- [Task directions]: Copy the lines starting at the one containing "Locate the yellow circular" and ending at the one containing "643;357;1000;488", substituting "Find" for "Locate" and leaving everything else unchanged.

━━━━━ Excerpted data

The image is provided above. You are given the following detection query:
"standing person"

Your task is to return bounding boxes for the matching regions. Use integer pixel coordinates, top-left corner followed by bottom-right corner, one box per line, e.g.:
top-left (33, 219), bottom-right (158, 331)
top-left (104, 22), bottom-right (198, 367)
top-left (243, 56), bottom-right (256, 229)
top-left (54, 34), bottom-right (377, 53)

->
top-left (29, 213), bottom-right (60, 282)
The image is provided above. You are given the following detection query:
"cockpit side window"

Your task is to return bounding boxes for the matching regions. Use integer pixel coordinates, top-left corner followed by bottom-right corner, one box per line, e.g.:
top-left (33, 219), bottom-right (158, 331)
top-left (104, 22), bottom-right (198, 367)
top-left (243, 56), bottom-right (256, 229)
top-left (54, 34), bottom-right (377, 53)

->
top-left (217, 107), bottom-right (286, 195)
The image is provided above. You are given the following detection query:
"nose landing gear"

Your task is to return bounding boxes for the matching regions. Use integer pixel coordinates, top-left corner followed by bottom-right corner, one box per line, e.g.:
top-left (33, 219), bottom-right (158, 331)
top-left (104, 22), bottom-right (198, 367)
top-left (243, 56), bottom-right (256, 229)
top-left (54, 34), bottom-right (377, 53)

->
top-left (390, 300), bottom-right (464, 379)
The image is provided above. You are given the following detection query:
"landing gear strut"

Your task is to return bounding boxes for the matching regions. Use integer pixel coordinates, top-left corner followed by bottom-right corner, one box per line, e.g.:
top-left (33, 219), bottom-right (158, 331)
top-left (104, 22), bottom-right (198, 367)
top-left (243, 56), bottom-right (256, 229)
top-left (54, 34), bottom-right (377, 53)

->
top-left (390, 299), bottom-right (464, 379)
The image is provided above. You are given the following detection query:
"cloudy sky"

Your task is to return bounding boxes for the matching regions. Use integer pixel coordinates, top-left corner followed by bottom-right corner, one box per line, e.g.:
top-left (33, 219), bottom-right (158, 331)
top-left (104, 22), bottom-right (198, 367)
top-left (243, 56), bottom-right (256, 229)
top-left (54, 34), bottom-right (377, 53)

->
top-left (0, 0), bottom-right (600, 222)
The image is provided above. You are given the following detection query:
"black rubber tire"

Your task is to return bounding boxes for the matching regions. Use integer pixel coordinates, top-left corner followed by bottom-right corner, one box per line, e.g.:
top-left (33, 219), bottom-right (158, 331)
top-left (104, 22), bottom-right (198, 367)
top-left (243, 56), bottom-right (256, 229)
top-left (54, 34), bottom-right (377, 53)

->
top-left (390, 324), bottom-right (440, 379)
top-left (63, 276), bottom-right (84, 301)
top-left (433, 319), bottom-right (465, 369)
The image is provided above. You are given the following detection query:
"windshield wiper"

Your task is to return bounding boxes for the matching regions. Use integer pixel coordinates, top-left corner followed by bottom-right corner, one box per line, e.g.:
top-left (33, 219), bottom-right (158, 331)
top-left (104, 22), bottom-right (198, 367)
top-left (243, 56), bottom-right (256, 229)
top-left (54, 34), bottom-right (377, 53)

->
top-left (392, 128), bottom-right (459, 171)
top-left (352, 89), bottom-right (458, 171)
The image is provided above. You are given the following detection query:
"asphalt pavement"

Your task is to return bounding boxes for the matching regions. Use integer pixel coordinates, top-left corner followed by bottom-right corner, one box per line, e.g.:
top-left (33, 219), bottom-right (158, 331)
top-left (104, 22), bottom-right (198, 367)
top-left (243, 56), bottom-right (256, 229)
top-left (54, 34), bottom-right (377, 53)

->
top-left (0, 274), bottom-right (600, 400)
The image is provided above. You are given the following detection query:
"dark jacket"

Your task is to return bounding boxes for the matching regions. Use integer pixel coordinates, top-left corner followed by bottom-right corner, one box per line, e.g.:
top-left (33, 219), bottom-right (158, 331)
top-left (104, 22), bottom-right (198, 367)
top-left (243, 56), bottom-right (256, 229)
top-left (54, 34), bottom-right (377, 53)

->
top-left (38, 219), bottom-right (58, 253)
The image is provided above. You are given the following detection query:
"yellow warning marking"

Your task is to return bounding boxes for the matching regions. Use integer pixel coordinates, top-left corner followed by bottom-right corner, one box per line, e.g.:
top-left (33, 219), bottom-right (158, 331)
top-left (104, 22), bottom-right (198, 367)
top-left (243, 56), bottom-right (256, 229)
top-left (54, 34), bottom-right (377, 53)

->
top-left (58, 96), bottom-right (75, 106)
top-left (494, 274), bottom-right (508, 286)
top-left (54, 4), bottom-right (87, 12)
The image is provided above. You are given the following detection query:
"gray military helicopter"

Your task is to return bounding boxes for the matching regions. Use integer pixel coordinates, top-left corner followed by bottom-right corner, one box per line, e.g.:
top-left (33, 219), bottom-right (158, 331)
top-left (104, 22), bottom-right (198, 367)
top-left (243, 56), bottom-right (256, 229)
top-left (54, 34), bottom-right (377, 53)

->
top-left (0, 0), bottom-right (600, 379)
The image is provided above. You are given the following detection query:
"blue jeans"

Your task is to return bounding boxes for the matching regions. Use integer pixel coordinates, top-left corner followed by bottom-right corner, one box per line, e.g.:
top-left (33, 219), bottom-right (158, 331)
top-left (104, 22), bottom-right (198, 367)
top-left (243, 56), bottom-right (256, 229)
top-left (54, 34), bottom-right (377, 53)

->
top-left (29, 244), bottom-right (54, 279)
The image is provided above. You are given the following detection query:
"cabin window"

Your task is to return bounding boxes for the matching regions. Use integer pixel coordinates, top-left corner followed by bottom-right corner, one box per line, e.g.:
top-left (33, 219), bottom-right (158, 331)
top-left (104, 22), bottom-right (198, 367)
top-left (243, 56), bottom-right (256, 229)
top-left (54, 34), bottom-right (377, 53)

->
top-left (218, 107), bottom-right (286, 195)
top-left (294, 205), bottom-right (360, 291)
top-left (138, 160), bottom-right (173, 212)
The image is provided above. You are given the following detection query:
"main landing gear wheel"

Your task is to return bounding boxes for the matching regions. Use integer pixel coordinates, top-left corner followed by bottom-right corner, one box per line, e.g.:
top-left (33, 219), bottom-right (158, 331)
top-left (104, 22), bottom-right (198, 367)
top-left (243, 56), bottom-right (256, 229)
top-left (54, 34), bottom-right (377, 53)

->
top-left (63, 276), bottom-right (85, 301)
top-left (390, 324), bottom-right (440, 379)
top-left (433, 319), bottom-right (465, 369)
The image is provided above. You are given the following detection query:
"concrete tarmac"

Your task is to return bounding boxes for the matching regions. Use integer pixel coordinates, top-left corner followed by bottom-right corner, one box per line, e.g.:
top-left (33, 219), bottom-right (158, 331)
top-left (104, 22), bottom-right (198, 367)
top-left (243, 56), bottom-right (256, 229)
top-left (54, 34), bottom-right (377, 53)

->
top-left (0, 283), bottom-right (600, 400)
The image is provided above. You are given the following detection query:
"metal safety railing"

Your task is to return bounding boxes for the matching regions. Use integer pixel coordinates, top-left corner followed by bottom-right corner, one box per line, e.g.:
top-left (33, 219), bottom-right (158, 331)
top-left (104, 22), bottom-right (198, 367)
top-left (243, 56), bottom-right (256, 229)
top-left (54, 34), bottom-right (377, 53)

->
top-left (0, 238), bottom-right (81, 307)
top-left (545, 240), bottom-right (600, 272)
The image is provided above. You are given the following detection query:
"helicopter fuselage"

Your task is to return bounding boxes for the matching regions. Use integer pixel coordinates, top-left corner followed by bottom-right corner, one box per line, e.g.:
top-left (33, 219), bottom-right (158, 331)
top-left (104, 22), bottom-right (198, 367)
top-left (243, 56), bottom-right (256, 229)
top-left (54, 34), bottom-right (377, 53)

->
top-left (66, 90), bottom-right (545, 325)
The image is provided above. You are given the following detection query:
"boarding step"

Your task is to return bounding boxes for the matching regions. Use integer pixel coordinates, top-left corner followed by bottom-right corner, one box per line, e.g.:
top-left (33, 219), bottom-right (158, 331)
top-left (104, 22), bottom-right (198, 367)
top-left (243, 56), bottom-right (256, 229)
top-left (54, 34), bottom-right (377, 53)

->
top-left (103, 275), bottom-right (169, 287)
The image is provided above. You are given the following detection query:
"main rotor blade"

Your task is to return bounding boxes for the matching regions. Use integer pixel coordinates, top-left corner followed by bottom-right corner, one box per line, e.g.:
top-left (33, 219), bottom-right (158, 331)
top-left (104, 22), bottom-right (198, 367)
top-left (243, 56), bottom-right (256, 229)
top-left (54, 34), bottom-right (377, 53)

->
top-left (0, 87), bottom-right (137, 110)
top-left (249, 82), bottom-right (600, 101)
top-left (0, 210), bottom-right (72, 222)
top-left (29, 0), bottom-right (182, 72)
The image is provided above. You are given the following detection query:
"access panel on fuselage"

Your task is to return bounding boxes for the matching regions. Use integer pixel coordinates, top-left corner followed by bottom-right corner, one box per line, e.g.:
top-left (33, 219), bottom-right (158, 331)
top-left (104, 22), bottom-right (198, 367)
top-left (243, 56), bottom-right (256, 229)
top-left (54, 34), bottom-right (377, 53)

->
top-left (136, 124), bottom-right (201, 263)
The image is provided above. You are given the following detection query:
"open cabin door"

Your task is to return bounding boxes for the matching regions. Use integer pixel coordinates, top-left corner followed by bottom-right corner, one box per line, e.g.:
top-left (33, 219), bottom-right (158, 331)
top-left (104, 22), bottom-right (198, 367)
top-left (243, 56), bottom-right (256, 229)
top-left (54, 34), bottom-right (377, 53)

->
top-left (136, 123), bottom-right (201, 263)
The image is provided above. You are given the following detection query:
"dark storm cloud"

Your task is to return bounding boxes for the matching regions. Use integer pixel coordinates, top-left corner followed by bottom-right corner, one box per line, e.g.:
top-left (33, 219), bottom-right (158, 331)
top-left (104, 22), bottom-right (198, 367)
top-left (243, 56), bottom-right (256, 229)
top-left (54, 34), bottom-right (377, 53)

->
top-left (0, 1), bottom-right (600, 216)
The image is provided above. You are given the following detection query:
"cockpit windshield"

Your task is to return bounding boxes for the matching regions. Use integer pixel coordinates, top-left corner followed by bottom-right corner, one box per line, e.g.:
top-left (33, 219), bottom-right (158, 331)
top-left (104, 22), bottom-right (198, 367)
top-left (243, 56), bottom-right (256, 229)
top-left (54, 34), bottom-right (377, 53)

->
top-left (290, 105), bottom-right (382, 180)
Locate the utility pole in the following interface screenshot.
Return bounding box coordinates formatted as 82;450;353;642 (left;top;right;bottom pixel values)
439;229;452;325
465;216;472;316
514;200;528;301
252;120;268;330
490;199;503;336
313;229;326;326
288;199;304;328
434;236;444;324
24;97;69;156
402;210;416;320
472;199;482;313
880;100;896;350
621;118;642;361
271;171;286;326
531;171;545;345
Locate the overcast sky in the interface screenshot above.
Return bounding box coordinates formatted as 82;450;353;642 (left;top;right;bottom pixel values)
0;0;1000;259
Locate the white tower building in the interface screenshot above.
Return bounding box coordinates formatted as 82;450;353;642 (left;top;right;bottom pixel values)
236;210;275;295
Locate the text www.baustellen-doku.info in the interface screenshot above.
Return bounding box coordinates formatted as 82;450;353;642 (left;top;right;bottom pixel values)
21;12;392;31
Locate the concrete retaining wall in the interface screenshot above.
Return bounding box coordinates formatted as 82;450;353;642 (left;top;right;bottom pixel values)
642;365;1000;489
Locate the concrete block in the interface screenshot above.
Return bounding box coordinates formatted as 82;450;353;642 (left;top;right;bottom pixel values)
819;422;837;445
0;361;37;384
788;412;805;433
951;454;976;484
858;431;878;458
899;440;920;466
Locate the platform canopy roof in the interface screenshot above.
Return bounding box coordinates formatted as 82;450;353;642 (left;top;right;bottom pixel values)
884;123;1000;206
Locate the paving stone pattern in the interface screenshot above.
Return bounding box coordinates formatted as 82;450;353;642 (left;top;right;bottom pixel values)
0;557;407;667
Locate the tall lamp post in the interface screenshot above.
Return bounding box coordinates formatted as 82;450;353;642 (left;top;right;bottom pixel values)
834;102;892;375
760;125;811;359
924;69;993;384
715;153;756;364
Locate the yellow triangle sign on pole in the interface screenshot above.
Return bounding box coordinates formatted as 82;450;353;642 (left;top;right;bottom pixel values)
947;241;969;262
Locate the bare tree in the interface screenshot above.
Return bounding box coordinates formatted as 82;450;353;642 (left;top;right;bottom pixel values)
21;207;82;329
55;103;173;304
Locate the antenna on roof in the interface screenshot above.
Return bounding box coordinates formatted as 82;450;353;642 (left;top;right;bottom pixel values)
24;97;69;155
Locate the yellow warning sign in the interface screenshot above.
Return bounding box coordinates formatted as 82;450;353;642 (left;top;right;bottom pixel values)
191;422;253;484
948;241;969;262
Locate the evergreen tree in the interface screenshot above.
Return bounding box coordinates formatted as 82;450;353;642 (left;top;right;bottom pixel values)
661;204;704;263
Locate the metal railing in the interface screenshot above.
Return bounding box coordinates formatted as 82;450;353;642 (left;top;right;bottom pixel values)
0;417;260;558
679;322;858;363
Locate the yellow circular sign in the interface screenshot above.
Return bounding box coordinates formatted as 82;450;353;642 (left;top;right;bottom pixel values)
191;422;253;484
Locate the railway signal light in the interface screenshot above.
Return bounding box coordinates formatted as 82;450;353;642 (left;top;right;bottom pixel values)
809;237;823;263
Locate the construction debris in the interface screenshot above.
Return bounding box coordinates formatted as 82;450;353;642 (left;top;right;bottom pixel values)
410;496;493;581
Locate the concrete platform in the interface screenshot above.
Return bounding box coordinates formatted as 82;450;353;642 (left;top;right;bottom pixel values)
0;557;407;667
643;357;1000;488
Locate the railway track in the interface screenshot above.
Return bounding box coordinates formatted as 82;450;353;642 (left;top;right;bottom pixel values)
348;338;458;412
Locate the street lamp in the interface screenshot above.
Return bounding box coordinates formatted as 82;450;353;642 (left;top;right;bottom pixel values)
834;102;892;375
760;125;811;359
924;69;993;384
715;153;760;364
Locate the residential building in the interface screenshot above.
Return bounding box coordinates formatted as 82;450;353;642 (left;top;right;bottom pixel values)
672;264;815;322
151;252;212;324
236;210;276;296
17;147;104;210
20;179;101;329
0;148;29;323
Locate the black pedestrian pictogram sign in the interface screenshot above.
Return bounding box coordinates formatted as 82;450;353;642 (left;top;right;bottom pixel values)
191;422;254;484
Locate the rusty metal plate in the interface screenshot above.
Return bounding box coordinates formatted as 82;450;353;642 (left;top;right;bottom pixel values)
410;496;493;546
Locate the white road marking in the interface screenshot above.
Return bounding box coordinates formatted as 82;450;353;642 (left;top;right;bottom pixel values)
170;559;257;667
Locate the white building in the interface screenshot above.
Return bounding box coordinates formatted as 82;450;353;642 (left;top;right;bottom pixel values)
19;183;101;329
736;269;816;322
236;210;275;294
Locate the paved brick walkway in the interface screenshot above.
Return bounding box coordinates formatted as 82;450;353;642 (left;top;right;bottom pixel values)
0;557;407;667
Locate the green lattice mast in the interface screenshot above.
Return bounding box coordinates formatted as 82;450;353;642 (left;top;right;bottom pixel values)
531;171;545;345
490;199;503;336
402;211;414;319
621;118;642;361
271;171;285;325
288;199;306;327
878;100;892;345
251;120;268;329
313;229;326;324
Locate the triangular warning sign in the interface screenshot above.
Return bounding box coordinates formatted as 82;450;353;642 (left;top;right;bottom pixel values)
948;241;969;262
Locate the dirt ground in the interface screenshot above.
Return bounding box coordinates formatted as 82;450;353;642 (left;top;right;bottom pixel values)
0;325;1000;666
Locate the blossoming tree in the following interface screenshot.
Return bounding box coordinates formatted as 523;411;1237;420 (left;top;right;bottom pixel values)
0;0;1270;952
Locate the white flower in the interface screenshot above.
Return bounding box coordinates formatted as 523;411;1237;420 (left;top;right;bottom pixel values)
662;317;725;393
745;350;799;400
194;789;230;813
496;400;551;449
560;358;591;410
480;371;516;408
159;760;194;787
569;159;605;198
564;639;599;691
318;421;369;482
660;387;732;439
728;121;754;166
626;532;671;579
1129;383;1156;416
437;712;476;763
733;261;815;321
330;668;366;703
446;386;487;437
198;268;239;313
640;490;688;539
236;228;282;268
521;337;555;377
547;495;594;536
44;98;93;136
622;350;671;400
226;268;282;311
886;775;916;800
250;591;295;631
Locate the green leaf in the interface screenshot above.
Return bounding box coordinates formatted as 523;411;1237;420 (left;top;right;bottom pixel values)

━━━━━━━━━━

- [Completed exercise]:
Find the yellow circular sign in the interface screenshot above.
Return bounding box coordinates formatted as 82;450;353;642 (left;top;right;bottom pixel values)
191;422;253;484
Find the railway signal light in the interface screenshot above.
Return bounding box coordinates formatted as 82;450;353;642 (left;top;right;bottom pixel values)
809;237;823;263
Find the construction debris in the interface screenshot above.
Return bounding box coordinates formatted as 82;450;353;642 (left;top;right;bottom pixel values)
410;496;493;581
Find the concrete platform in the interface screenshot above.
Return bounding box coordinates formatted as 82;450;353;642 (left;top;right;bottom pixel values)
0;557;407;667
643;357;1000;488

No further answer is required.